Was sie stört, ist die Wand eines Sportplatzes, auf der ein Bild der Flagge von Puerto Rico prangt. Dafür lassen sie sogar ihr demonstratives Nichtstun für einmal sein. Doch als die „Jets“ darangehen, die Wand wild zu bespritzen und zu übermalen, ruft das junge Männer aus der spanischsprachigen Nachbarschaft auf den Plan. Farbkübel und Fäuste fliegen hin und her, der Kampf weitet sich auf weitere Abrissgrundstücke aus, und etliche Kombattanten sind schon deutlich gezeichnet, als die Polizei vorerst für ein Ende sorgt. Doch es verbietet sich für alle Beteiligten, die Gesetzeshüter einzubeziehen, obwohl die Worte von Lieutenant Schrank zwar aggressiv, aber zutreffend sind: Wozu noch um ein Terrain streiten, das in Kürze ohnehin verschwunden und dessen Bewohner umgesiedelt sein werden?

▶ [Arbeitsauftrag]:
Nenne alle Eigennamen, die im Text über den Streit um die Wand des Sportplatzes vorkommen. Die Datensätze stammen aus einer anderen Quelle als der Text.

▶ [Auszüge aus Datensätzen]:

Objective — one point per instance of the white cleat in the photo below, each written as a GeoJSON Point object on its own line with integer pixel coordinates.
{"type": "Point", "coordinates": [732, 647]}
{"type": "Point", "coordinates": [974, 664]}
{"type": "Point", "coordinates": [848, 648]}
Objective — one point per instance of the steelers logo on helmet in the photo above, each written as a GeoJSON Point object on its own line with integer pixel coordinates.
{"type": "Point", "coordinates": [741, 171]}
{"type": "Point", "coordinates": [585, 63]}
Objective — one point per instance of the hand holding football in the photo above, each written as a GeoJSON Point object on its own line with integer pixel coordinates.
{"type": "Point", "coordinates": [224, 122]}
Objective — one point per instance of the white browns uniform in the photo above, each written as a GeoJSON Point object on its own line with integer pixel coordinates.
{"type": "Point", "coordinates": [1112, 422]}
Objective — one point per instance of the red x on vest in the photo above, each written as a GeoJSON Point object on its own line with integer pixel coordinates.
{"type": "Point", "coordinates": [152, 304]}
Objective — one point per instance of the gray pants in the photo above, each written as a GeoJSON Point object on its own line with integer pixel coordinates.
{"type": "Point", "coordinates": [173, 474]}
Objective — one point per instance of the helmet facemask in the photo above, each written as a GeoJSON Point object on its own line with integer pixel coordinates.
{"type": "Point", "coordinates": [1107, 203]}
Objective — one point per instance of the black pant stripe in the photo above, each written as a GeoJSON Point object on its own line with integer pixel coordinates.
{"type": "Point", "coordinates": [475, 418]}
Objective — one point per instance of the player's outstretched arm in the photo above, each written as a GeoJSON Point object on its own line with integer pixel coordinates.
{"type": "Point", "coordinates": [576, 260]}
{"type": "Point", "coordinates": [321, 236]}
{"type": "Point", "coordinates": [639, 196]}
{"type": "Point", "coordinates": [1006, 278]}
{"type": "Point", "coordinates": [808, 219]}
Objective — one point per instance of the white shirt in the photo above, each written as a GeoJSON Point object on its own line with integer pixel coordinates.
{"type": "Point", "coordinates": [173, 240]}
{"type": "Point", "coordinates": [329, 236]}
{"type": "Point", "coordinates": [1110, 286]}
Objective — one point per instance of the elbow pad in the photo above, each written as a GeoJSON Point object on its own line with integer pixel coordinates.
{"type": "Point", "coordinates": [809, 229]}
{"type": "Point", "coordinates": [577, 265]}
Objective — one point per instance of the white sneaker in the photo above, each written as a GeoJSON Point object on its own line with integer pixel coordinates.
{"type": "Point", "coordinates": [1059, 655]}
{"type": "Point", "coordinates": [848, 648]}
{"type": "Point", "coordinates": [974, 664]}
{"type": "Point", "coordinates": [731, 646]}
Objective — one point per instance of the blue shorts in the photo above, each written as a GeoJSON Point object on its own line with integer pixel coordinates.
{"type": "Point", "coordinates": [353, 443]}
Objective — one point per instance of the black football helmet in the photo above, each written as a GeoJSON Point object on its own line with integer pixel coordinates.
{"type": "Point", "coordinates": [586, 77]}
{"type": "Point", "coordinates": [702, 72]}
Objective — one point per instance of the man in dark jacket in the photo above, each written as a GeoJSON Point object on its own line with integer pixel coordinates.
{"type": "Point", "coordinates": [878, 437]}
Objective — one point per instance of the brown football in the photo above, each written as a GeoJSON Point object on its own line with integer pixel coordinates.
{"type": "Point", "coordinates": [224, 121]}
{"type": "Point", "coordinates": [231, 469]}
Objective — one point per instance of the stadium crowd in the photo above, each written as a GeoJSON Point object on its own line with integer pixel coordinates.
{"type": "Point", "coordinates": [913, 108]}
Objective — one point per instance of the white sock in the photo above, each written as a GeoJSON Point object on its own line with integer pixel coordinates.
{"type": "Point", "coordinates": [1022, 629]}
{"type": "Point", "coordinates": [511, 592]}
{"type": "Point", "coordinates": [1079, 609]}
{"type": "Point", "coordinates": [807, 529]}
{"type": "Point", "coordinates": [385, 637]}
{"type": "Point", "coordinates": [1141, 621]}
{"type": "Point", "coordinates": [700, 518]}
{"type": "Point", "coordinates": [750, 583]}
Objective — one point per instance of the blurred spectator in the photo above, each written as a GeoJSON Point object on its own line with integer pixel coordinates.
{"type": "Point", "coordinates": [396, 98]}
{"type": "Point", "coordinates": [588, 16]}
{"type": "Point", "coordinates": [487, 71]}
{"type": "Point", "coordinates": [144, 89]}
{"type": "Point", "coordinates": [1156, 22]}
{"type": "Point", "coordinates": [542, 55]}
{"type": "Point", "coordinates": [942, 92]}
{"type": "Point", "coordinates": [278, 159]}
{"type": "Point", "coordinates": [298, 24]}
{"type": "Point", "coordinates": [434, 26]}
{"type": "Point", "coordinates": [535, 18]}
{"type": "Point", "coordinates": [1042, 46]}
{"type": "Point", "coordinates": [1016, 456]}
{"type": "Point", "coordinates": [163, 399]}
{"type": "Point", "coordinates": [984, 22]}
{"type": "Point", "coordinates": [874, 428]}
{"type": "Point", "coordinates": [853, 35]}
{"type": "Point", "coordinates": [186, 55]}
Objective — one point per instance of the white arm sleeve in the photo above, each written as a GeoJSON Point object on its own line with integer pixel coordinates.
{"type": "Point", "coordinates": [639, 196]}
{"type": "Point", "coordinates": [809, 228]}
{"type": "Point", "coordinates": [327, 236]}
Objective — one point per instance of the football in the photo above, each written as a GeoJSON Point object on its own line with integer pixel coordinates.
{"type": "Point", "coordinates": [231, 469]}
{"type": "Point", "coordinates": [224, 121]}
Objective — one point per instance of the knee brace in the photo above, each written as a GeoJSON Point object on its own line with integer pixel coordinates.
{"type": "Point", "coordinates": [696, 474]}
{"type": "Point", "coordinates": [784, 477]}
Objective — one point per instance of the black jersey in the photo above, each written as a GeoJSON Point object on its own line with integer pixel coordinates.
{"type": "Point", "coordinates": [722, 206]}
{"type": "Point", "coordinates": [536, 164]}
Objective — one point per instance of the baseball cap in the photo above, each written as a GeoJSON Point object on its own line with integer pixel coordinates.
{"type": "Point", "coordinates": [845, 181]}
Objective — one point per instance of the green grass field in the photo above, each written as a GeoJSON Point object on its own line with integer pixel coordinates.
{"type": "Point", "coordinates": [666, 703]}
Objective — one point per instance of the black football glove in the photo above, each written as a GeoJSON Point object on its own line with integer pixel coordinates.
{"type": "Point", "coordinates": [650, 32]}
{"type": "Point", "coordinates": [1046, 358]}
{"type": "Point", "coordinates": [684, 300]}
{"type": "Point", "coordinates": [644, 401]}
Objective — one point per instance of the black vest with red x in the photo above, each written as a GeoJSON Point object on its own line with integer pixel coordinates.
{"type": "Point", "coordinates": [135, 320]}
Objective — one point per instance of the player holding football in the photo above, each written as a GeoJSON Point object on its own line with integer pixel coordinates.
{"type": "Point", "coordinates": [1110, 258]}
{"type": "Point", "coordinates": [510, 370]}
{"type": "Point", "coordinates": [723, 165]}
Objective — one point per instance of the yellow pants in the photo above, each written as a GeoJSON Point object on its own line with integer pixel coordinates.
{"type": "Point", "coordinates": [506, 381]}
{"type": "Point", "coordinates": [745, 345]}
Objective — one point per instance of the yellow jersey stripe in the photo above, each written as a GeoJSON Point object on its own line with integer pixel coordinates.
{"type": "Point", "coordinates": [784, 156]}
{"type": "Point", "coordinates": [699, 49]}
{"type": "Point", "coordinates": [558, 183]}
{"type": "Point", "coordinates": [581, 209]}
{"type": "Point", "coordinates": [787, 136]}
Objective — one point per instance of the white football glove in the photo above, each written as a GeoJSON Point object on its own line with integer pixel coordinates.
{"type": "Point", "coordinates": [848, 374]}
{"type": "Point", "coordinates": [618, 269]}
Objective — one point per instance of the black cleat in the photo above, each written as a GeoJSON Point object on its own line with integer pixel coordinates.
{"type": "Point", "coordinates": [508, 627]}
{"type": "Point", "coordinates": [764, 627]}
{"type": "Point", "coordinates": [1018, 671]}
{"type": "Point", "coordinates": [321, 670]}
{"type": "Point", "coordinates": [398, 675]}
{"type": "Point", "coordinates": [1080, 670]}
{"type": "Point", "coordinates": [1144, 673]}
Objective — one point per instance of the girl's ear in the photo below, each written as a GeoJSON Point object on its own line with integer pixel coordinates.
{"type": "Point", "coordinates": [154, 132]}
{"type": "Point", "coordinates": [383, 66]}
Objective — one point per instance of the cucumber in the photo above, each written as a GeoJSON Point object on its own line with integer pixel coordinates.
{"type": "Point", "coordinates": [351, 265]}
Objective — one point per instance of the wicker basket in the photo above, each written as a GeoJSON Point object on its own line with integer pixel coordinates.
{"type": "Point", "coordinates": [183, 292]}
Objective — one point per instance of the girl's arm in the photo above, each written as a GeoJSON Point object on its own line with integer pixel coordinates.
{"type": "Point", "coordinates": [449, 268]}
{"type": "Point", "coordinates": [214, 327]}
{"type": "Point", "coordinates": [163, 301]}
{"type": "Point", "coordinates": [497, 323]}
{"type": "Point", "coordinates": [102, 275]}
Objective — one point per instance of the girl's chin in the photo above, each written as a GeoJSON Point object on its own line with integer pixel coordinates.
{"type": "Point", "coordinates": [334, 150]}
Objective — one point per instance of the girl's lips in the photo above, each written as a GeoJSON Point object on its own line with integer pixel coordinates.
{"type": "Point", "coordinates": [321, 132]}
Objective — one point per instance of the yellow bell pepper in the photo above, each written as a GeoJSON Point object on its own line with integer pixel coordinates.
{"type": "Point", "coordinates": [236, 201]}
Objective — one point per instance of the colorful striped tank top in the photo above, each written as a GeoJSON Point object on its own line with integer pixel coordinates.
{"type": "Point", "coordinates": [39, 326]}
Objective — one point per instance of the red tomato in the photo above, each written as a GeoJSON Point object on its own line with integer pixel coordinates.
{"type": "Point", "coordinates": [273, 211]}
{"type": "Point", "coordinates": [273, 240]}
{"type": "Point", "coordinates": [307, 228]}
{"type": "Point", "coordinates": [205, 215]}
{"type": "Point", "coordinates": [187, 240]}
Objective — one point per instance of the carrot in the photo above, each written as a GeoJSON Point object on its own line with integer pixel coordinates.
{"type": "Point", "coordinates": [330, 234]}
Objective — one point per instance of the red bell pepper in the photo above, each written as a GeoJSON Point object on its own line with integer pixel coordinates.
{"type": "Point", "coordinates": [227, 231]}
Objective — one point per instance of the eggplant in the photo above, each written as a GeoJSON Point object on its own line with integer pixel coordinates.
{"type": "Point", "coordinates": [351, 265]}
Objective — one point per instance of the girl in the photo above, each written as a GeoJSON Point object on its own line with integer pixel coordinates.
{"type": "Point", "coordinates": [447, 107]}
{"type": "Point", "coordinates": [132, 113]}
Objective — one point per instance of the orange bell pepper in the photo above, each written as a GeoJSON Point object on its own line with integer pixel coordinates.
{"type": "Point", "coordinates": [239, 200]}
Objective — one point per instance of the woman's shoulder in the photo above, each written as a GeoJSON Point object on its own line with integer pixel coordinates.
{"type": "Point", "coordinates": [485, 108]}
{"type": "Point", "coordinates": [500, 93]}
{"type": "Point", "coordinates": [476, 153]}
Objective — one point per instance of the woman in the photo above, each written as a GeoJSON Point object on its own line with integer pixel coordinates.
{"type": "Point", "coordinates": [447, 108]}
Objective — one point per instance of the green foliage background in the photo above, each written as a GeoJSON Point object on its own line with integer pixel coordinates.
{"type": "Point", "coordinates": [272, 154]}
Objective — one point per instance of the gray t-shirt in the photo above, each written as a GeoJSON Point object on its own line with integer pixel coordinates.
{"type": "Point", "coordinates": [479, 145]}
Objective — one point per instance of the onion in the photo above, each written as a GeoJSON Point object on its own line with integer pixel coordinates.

▶ [Lösung]:
Puerto Rico, „Jets“, Lieutenant Schrank